DESCRIPTION OF THE TASK:
The listing that follows should be reproduced exactly, line for line.

────────────────────────────────────────

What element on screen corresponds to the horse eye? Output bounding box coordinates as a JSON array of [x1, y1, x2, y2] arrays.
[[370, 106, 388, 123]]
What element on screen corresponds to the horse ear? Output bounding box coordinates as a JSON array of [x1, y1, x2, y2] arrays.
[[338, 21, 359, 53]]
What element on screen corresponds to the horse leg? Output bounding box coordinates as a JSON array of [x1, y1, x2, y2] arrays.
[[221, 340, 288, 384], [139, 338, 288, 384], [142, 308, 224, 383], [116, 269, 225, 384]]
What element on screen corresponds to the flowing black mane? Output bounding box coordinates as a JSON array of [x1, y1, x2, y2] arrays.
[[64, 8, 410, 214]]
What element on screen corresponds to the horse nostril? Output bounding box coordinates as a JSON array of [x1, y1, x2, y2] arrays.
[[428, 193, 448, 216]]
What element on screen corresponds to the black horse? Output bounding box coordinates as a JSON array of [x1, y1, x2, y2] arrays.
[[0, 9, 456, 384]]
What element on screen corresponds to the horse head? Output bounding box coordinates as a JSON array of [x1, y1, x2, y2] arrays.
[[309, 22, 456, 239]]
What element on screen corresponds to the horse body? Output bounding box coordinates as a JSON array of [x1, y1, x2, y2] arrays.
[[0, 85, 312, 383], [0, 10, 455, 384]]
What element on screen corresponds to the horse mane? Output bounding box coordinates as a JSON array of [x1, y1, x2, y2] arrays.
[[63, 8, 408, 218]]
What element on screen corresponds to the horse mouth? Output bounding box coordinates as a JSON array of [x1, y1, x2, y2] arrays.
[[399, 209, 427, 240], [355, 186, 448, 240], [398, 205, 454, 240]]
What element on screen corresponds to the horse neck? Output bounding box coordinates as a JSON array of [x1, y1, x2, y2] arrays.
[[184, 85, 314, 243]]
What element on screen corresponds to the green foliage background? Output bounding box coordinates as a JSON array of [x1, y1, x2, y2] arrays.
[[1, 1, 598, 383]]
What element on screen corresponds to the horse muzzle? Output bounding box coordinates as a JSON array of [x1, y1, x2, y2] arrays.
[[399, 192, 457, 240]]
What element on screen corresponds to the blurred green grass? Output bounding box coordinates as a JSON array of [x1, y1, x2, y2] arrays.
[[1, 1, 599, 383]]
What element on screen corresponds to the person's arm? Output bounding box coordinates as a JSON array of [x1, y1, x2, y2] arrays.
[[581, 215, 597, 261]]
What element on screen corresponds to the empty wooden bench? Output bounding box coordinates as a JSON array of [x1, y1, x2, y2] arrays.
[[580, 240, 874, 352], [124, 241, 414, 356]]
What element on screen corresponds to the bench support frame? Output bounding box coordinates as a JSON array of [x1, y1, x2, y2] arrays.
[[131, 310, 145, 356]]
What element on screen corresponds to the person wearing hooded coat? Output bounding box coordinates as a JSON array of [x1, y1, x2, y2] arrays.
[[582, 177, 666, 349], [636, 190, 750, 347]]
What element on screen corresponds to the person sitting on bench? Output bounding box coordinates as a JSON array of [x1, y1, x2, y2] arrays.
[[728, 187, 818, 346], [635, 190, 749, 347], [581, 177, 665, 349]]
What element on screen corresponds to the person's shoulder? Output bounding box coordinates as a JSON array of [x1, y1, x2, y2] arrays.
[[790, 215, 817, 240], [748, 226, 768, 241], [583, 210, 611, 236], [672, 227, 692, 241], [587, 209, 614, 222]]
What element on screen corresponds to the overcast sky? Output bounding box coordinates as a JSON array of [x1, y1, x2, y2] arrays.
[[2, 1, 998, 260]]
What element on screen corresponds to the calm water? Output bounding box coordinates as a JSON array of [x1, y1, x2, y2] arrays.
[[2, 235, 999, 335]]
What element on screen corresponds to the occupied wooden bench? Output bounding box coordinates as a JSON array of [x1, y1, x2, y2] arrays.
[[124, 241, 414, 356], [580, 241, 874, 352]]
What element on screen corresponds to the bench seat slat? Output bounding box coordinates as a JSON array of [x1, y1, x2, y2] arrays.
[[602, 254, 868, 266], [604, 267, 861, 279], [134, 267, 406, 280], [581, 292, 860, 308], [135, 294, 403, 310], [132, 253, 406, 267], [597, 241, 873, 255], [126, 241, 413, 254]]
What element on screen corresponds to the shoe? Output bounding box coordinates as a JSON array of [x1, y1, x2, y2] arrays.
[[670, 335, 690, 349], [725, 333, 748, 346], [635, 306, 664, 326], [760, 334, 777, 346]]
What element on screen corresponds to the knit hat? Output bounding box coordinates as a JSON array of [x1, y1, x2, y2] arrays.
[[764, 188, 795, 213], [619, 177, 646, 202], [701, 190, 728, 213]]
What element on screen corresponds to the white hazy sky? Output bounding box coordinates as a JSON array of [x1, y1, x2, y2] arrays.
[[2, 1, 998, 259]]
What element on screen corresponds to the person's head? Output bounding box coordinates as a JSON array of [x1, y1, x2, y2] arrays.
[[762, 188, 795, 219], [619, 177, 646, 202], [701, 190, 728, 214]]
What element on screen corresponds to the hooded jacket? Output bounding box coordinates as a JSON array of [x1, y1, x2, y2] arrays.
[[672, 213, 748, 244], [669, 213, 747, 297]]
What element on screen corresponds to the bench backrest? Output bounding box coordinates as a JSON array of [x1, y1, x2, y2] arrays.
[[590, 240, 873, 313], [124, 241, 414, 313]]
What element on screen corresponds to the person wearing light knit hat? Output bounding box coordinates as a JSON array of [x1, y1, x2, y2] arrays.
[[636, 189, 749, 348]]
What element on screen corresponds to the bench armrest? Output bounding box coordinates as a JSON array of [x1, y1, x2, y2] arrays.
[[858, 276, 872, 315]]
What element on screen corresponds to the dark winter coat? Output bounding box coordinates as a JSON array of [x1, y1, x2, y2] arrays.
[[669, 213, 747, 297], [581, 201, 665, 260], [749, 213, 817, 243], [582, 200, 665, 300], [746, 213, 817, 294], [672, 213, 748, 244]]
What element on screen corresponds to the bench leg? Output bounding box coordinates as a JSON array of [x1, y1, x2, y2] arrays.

────────────────────────────────────────

ANSWER BELOW:
What element on screen corresponds to the horse eye? Output bounding box coordinates as a JSON array of [x1, y1, x2, y2] arrays.
[[370, 106, 388, 123]]
What element on screen corresponds to the horse ear? Output bounding box coordinates as a JSON array of [x1, y1, x2, y2] arrays.
[[338, 21, 359, 53]]
What element on screen corresponds to the horse leg? Output bounding box coordinates as a JSON array of [x1, y1, x2, y2] arrays.
[[221, 340, 288, 384], [139, 338, 288, 384], [142, 308, 224, 383], [116, 269, 225, 384]]
What element on screen corresponds to the flowing black mane? Output bounding box coordinates as a JSON array of [x1, y1, x2, y2] arrays.
[[64, 8, 410, 214]]
What element on screen corresponds to the horse nostril? Output bounding box coordinates as a JSON array of [x1, y1, x2, y2] arrays.
[[428, 193, 448, 216]]
What element on screen corresponds to the black horse? Output bounding box coordinates as a JSON array of [x1, y1, x2, y2] arrays.
[[0, 9, 456, 384]]
What element on screen corresponds to the horse head? Output bounding box coordinates as a JSON array of [x1, y1, x2, y2] arrays.
[[309, 22, 456, 239]]
What element on screen corresponds to the horse body? Output bounding box coordinates as a JSON array of [x1, y1, x2, y2] arrays.
[[0, 85, 312, 383], [0, 10, 455, 384]]
What element on screen corresponds to the horse mane? Output bounding box coordinates as a JSON array of [x1, y1, x2, y2] arrays.
[[63, 8, 408, 218]]
What element on screen corresponds to the horse mouth? Output bounding box coordinates as a JSON array of [x1, y1, x2, y2] arrays.
[[399, 209, 427, 240], [355, 186, 448, 240], [398, 205, 454, 240]]
What element on screen corresponds to the horse neck? Output bounding box coordinates as a JSON array of [x1, y1, x2, y2] arrays.
[[184, 85, 314, 243]]
What element on screen corresponds to the green foliage background? Output bounding box coordinates as a JSON array of [x1, y1, x2, y2] arrays.
[[1, 1, 598, 383]]
What element on screen corresponds to the horse muzzle? Output bounding box coordinates as a JSON array of [x1, y1, x2, y2] arrays.
[[399, 192, 457, 240]]
What element on screen corresponds to the blurred green grass? Output bounding box coordinates as a JSON array of [x1, y1, x2, y2] arrays.
[[1, 1, 599, 383]]
What element on screen corresponds to the person's arm? Output bounding box coordinates as a JSON array of [x1, y1, x2, y2] arrays.
[[581, 215, 597, 261]]
What element on screen corresponds to the empty wooden bench? Output bounding box coordinates as a JSON array of [x1, y1, x2, y2] arrays.
[[580, 240, 874, 352], [124, 241, 414, 356]]
What element on screen corresponds to the bench support frame? Output bounding box coordinates as a JSON array of [x1, y1, x2, y2] arrays.
[[131, 310, 145, 356]]
What element on screen corresponds to the person wearing hooded coat? Output bounding box coordinates as a JSON array of [x1, y1, x2, y2] arrays.
[[582, 177, 666, 349], [636, 190, 750, 347]]
What element on screen corresponds to the person sitting on bench? Output bounding box coordinates as a JSON array of [x1, y1, x2, y2] arrays.
[[728, 187, 818, 346], [635, 190, 749, 347], [581, 177, 665, 349]]
What element on screen corresponds to the person's shoulder? Output bounding box coordinates as a JSON array of [x1, y1, x2, y2] arrays.
[[790, 215, 817, 240], [748, 226, 768, 241], [583, 210, 611, 236], [672, 227, 692, 241], [587, 209, 614, 222]]
What element on screen corresponds to the overcast sky? Output bounding box coordinates as a JSON array of [x1, y1, x2, y2] arrays.
[[2, 1, 998, 260]]
What element on screen corresponds to the calm water? Output bounding box coordinates as a JSON array of [x1, y1, x2, y2] arrays.
[[2, 235, 999, 335]]
What element on screen corresponds to the occupied wooden bench? Output bounding box coordinates as a JSON array of [x1, y1, x2, y2] arrays.
[[124, 241, 414, 356], [580, 241, 874, 352]]
What element on screen corresponds to the bench seat slat? Output bounding box coordinates as a JSON array of [x1, y1, x2, y2] arrays.
[[602, 254, 868, 266], [604, 267, 861, 279], [134, 267, 406, 280], [581, 292, 860, 308], [135, 294, 403, 310], [132, 253, 406, 267], [597, 241, 873, 255], [126, 241, 413, 254]]
What element on screen corresponds to the shoe? Output bounding box coordinates as a JSON array of [x1, y1, x2, y2] arrays.
[[670, 335, 690, 349], [725, 333, 748, 346], [635, 306, 664, 326], [760, 334, 777, 346]]
What element on screen corresponds to the knit hat? Output bounding box coordinates as a JSON array of [x1, y1, x2, y2] arrays.
[[764, 188, 795, 213], [619, 177, 646, 202], [701, 190, 728, 213]]
What element on screen corresponds to the white hazy sky? Output bounding box coordinates as a JSON array of [x1, y1, x2, y2] arrays.
[[2, 1, 998, 259]]
What element on screen corresponds to the person's head? Output bounding box coordinates as a JSON array of [x1, y1, x2, y2] arrays.
[[762, 188, 795, 219], [619, 177, 646, 202], [701, 190, 728, 214]]
What element on screen corresponds to the hooded jacket? Output bounding box coordinates as a JSON array of [x1, y1, x2, y2] arrays.
[[672, 213, 748, 244], [669, 213, 747, 297]]
What element on screen corresponds to the bench backrest? Output bounding box coordinates as a JSON array of [x1, y1, x2, y2] arrays.
[[590, 240, 873, 313], [124, 241, 414, 313]]
What element on screen corresponds to the person wearing light knit hat? Output bounding box coordinates as a JSON array of [x1, y1, x2, y2] arrays.
[[636, 189, 749, 348]]
What element on screen corresponds to the bench armrest? Output bounding box coordinates as a JSON array of [x1, y1, x2, y2] arrays.
[[858, 276, 872, 315]]
What element on screen corresponds to the dark winter coat? Output bounding box coordinates as a JSON array of [x1, y1, x2, y2] arrays.
[[669, 213, 747, 297], [581, 201, 665, 260], [749, 213, 817, 243], [582, 200, 665, 300], [746, 213, 817, 294], [672, 213, 748, 244]]
What element on screen corresponds to the bench leg? Output bounding box coordinates as a JSON array of [x1, y1, x2, y2] arrays.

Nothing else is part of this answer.